Given problem:
Can you copy every one of the items below word for word, leaving the pictures out?

Shape labeling items
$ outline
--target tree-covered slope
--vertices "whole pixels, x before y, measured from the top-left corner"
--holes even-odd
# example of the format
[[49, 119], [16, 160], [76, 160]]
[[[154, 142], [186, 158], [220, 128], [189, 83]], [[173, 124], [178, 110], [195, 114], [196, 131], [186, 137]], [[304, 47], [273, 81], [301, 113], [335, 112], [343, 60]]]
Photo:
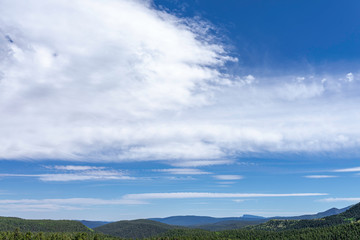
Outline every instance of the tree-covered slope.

In response:
$ outline
--target tree-covered slope
--vertices "whole pixels, x before y, measured from the top-left corner"
--holes even-odd
# example of the format
[[49, 119], [16, 160], [76, 160]]
[[[154, 142], [186, 158], [220, 128], [189, 83]], [[173, 124], [178, 110], [195, 114], [196, 131], [186, 137]], [[304, 47], [273, 81], [301, 113], [335, 112], [343, 60]]]
Photo:
Outline every instance of the tree-covered slope.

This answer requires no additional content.